■ TASK REQUIREMENTS: Could you turn every line of the entries below into a numbered list, skipping blank lines and leaving out the pictures?

■ DATASET RECORDS:

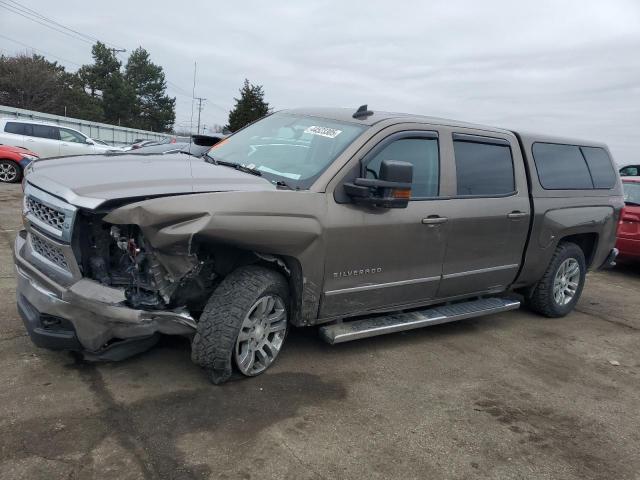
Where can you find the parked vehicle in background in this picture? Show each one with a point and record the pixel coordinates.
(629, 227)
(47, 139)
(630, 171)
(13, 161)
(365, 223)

■ THE REPLY:
1. Where can you find the parked vehicle in background in this picture? Show each one with a point and record the pixel coordinates.
2. (629, 227)
3. (47, 139)
4. (630, 171)
5. (13, 161)
6. (365, 223)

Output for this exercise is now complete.